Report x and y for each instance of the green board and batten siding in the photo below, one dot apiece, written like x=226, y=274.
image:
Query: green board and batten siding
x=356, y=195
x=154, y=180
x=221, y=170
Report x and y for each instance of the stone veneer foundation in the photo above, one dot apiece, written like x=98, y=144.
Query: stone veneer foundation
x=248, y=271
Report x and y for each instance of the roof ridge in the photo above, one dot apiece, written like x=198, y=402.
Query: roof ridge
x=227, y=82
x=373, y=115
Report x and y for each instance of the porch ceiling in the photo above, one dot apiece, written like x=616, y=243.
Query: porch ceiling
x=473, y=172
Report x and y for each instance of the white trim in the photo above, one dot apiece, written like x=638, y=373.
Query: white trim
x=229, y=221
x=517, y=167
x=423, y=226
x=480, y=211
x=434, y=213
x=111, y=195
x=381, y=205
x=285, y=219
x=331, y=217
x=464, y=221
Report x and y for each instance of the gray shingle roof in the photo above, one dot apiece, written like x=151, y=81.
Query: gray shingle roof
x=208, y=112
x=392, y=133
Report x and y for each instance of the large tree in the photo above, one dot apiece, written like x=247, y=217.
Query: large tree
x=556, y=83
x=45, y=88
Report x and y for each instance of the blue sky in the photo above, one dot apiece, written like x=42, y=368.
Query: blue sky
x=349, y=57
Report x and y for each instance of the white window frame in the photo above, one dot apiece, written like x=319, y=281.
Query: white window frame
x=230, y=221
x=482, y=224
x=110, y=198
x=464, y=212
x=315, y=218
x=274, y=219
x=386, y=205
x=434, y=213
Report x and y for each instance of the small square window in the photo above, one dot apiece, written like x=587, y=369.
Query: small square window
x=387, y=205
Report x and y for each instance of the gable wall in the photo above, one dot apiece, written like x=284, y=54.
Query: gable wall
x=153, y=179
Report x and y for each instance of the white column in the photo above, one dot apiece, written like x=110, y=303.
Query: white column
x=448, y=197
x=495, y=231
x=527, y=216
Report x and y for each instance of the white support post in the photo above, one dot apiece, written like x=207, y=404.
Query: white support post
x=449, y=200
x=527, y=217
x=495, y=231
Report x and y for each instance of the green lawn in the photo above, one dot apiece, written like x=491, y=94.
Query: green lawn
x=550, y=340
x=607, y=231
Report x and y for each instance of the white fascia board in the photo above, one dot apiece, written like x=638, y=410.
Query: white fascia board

#####

[WHAT YOU HAVE TO DO] Search the data above for the string "fascia" and copy each line that has it.

[ANSWER BOX]
Report x and y for each instance of the white fascia board in the photo above, one dot apiece, written like x=638, y=410.
Query: white fascia board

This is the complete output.